• [MATERIAL TO PROCESS]:
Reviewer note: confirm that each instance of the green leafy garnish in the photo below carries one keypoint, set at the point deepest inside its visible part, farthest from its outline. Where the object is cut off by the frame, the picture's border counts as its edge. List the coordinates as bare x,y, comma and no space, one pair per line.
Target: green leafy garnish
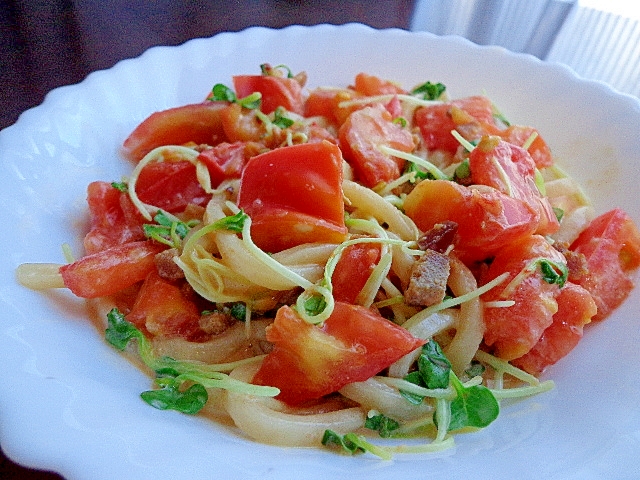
429,91
169,231
314,305
353,444
171,397
559,213
474,406
183,385
433,366
382,424
222,93
280,119
238,311
554,272
122,186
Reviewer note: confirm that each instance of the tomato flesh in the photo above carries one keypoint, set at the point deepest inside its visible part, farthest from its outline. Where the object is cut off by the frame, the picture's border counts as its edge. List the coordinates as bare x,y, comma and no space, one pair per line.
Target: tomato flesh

• [GIVEN TASK]:
Copy out every item above word for word, leaving out the pictures.

• [FULL OUTPUT]:
Reviewer note: confirm that each instance of the green leafy garnish in the photo below carries one keypoint, set at the point deepest inside its visible part, farthest from its outline. Where the object is cut off by the frame, the picture's border counts as its edge. List the coordinates as bare x,y, comma and no space, one pair per line.
Target: green leafy garnish
429,91
169,231
314,305
353,444
171,397
559,213
474,406
183,385
433,366
382,424
222,93
280,119
238,311
554,272
122,186
Reviewer note: confirm that each instance of the tomato flesh in the photo above carries one keypoint, set at the point deepest inside its visible part, farthest from its outline. Where the object is cut off by the frame, the picture's border counts as its edge. List the coordinates as bare x,y, comma and no space, one pair per line.
Target: tomato flesh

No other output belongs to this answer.